■ **Task objective**
Reproduce the records below with "place a marker" in place of every occurrence of "put a dot", keeping all other text unchanged.

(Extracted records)

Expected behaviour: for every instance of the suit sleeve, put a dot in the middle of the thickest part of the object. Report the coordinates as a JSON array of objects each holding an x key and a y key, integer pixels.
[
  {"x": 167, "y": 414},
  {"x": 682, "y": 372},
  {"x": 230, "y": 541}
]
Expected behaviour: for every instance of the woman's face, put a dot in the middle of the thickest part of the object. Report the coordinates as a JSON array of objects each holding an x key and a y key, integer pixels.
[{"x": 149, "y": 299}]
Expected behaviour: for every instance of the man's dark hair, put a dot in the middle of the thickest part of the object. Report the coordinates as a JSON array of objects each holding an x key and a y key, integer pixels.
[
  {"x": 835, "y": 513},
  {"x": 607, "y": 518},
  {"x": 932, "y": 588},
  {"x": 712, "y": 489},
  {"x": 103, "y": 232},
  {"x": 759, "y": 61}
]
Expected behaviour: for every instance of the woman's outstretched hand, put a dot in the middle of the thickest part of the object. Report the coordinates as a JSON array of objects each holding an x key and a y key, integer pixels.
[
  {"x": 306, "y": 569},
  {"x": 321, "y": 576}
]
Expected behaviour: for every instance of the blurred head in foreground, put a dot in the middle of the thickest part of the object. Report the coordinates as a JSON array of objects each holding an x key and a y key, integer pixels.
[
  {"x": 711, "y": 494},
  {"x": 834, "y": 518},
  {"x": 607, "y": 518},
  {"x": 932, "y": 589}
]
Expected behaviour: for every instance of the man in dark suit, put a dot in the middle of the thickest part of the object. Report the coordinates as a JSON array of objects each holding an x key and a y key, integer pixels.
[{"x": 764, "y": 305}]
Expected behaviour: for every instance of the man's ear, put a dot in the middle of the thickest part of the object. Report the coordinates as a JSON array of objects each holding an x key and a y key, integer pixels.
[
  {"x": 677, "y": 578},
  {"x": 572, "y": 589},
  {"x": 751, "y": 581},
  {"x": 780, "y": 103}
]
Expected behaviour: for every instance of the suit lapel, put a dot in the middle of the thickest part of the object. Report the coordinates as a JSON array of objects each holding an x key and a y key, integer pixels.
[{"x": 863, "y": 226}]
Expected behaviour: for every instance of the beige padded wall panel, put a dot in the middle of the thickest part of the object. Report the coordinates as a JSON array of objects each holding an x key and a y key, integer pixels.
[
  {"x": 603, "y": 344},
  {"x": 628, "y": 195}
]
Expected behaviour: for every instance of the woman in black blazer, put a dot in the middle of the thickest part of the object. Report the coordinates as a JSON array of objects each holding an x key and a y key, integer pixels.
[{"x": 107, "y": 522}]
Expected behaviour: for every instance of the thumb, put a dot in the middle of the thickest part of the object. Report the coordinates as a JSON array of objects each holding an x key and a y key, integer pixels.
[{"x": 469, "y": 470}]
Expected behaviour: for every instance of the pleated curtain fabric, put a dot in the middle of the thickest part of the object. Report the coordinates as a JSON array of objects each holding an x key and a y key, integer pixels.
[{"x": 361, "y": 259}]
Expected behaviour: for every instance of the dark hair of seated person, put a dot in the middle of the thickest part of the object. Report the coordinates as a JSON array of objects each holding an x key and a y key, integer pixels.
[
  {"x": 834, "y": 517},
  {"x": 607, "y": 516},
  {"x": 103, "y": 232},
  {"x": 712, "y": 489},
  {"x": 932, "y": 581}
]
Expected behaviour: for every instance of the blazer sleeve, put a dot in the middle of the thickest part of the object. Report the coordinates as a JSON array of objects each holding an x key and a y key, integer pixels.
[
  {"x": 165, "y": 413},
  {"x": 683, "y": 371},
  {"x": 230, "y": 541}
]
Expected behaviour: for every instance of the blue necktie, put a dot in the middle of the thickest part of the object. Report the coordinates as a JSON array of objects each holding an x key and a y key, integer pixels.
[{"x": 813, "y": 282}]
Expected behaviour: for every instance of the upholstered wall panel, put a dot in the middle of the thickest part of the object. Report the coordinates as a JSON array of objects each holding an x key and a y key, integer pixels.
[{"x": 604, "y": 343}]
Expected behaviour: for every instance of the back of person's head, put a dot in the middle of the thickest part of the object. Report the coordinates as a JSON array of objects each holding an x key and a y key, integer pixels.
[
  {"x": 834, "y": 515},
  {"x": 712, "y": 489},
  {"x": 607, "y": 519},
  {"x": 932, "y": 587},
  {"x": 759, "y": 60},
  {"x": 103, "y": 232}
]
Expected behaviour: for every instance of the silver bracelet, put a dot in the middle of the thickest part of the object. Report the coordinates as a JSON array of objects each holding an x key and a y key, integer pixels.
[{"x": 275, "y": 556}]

■ **Correct output**
Expected behaviour: for every instance of the suit sleeve, place a marker in the middle of the thickest part of the object. Report the coordinates as a JSON array of objects each holding an x key and a y key, integer pixels.
[
  {"x": 167, "y": 414},
  {"x": 682, "y": 372},
  {"x": 230, "y": 541}
]
Expected behaviour: for every instance of the woman's face, place a marker in the middle of the thickest part of the object. Report the coordinates as a JSON array of objects each holding an x key and a y key, integer pixels.
[{"x": 149, "y": 299}]
Expected behaviour: for every instance of the man's dark hair, place a marker in the middle of the thickest part of the object. Report the coordinates as a JSON array of objects each holding an x key and a y key, integer pixels.
[
  {"x": 835, "y": 513},
  {"x": 607, "y": 518},
  {"x": 932, "y": 588},
  {"x": 712, "y": 489},
  {"x": 103, "y": 232},
  {"x": 759, "y": 61}
]
Expected behaviour: for every instance of the woman's outstretched hand, place a marker in the middle of the thickest part of the object. Report the coordinates as a JSON array of objects each holding an x key and a y key, integer pixels.
[
  {"x": 306, "y": 569},
  {"x": 321, "y": 576}
]
Expected behaviour: for every instance of the blurred head in foreground, place a marker in the middle of the thickest part of the object. Report the coordinates as a JSON array of objects each holding an x key and a y key, integer pixels.
[
  {"x": 711, "y": 494},
  {"x": 834, "y": 518},
  {"x": 607, "y": 518},
  {"x": 932, "y": 589}
]
Expected behaviour: for every instance of the man in dark suit, place a marker in the middle of the thickest part of the object. Report the coordinates as a JSON array of objects each holding an x key and a y key, integer pixels.
[{"x": 764, "y": 305}]
Expected behaviour: for every instance of the man's ear, place a marker in the middle of the thickest part of the object. Report the coordinates as a JSON array of objects each holding an x key and a y key, integer pixels.
[
  {"x": 677, "y": 578},
  {"x": 572, "y": 589},
  {"x": 751, "y": 581},
  {"x": 780, "y": 103}
]
Expected behaviour: for every instance of the suit lapel, place a marker in the middle of the thickest part of the object. Report the coordinates as a JSON array of objects each holding an x key and a y key, integer pixels.
[{"x": 863, "y": 226}]
Expected behaviour: for every instance of the beige padded wall panel, place a marker in the middle of the thickest part of the object. Report the coordinates as a JSON array of objects each holding an x key and a y key, integer pixels.
[
  {"x": 603, "y": 344},
  {"x": 628, "y": 195}
]
Expected behaviour: for every instance of the woman in black blazer, place a marker in the middle of the thickest part of the object. Report the coordinates as a JSON array of objects each holding an x key and a y key, integer pixels.
[{"x": 107, "y": 522}]
Expected behaviour: for every instance of the thumb, place a marker in the middle of the thickest part of the object. Report the coordinates as a JSON array of objects each holding an x key and a y key, integer pixels.
[{"x": 469, "y": 470}]
Expected behaviour: for every instance of the pleated curtain fabric, place a marker in the middle of the thickest part of the object. Report the coordinates as a JSON array of objects each holding an x key and a y key, integer pixels.
[{"x": 361, "y": 259}]
Expected behaviour: for every instance of the dark hair of seated person, place a marker in the middle of the thickest part of the object. Report the coordinates as a JSON array of objects each holding an x key and a y key, integer pixels.
[
  {"x": 834, "y": 517},
  {"x": 607, "y": 516},
  {"x": 103, "y": 232},
  {"x": 712, "y": 489},
  {"x": 932, "y": 581}
]
Expected behaviour: for every instance of the blazer sleeve, place a marker in the middle of the thickest part of the object. Report the coordinates as a JSON array of objects each holding an x key and a y key, integer pixels.
[
  {"x": 165, "y": 413},
  {"x": 683, "y": 371},
  {"x": 230, "y": 541}
]
Expected behaviour: for every instance of the blue necktie, place a marker in the middle of the thickest part of the object. Report the coordinates as a JSON array of objects each holding an x key and a y key, integer pixels.
[{"x": 813, "y": 282}]
Expected behaviour: for every instance of the upholstered wall panel, place a marker in the middle of the thickest part of the object. Report the coordinates as a JSON array of objects each holding an x key and a y key, integer pixels.
[{"x": 604, "y": 343}]
Expected behaviour: for every instance of the back of person's head, place a marker in the middle of the thickest part of the object. Report the coordinates as a JSON array of objects each holding an x key and a y key, integer pixels.
[
  {"x": 834, "y": 515},
  {"x": 712, "y": 489},
  {"x": 607, "y": 519},
  {"x": 932, "y": 587},
  {"x": 759, "y": 60},
  {"x": 103, "y": 232}
]
Expected behaviour: for every instance of the silver bracelet, place a marker in the middle of the thickest part of the object. Report the coordinates as a JSON array of objects each holding an x key and a y key, integer pixels.
[{"x": 275, "y": 556}]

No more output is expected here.